■ **AVAILABLE RECORDS**:
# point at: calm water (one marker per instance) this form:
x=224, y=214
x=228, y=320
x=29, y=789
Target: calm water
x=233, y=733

■ **TASK PROMPT**: Copy out each line of the data exactly.

■ **RESPONSE AREA**:
# point at: calm water (one marker per instance) this form:
x=224, y=214
x=228, y=320
x=29, y=789
Target: calm water
x=233, y=733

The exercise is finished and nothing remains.